WRITTEN PROBLEM: Please copy out everything from the line containing "Mark the innermost point of each instance of the eyeglasses" down to the end of the records below, keeping each request, and adjust every coordinate in the answers by adding -149.

INFORMATION SHOWN:
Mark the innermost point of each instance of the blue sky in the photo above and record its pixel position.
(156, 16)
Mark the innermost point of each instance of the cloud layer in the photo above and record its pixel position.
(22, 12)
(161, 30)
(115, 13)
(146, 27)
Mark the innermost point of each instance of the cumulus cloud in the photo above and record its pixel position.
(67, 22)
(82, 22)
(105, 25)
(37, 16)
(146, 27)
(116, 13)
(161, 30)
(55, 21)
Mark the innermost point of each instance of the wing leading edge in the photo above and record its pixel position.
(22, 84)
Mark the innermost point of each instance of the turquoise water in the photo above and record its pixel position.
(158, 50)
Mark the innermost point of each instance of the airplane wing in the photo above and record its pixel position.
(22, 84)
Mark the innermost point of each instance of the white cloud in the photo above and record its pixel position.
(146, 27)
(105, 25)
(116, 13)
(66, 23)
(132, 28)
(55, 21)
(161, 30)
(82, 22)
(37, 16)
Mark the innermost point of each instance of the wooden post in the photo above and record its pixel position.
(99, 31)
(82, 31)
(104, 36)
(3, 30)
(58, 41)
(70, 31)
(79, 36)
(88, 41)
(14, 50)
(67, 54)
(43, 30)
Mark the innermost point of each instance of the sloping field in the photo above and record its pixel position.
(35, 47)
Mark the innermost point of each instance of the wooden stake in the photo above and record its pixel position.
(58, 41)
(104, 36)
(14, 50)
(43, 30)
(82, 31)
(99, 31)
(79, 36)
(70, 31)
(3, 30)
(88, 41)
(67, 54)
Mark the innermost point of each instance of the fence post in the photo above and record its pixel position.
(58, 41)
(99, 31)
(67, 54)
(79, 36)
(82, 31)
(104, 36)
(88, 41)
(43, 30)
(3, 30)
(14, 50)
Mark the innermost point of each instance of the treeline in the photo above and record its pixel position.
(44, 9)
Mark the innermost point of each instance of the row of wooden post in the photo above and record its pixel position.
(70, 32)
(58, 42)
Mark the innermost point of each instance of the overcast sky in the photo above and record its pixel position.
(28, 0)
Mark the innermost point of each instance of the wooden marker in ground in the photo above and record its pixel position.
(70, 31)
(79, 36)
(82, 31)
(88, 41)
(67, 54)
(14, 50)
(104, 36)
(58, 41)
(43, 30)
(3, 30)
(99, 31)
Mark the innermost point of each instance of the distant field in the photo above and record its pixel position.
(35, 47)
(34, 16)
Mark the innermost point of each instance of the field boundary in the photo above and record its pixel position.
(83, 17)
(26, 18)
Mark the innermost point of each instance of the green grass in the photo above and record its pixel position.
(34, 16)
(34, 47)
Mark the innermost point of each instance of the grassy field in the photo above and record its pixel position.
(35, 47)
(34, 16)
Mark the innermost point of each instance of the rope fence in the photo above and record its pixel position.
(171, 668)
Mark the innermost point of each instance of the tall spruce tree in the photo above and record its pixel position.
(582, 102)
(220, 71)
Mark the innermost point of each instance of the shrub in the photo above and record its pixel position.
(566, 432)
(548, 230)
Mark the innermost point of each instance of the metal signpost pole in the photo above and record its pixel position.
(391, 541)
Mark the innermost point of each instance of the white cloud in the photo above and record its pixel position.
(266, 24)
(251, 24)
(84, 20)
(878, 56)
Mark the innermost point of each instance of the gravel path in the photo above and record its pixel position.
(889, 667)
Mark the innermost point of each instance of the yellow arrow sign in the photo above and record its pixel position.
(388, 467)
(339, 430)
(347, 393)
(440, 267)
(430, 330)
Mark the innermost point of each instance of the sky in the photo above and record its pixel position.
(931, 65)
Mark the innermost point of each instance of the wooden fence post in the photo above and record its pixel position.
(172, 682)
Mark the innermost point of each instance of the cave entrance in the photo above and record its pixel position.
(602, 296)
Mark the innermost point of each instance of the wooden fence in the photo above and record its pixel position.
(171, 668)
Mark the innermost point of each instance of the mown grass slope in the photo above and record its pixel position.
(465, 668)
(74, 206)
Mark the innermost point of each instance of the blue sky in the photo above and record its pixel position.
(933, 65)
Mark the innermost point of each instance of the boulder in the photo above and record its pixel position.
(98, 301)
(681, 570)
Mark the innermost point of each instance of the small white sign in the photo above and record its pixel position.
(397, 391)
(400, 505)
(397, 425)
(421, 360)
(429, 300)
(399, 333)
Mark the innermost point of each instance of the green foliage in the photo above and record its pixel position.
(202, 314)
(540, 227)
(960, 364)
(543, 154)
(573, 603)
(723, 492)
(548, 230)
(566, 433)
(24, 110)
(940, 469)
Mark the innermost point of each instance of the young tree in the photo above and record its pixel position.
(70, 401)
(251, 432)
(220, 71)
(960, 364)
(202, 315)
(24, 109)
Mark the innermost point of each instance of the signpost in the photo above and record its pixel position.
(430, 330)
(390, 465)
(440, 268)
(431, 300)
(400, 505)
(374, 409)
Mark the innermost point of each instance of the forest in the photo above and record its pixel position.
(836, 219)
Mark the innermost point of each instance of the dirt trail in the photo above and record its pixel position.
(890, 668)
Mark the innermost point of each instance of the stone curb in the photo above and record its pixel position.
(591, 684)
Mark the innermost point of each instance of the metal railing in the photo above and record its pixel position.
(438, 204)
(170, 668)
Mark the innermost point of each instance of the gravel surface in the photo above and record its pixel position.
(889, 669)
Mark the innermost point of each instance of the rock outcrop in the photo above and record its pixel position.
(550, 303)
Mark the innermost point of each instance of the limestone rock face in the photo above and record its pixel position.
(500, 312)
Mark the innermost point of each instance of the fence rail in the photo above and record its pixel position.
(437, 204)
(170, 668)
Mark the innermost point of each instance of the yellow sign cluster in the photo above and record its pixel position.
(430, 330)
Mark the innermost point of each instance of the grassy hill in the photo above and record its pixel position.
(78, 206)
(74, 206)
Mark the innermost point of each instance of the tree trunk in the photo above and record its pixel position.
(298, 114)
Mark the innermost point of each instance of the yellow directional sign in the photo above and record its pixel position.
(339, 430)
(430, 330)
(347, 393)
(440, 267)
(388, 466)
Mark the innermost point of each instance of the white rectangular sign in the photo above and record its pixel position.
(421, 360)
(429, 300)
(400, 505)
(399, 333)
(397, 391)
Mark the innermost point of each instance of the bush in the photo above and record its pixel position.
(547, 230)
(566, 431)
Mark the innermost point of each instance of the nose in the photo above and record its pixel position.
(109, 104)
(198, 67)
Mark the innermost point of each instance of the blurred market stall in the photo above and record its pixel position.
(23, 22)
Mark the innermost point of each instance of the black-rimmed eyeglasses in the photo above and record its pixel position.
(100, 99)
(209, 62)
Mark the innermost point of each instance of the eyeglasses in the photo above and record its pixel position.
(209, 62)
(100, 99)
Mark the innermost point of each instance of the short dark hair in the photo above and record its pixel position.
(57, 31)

EXERCISE ANSWER:
Mark the innermost point of each instance of the eyeglasses in the photo above and record its pixel position.
(60, -87)
(-49, -50)
Mark the innermost point of each instance of the short dark hair in the photo above and record its pixel position.
(-92, -118)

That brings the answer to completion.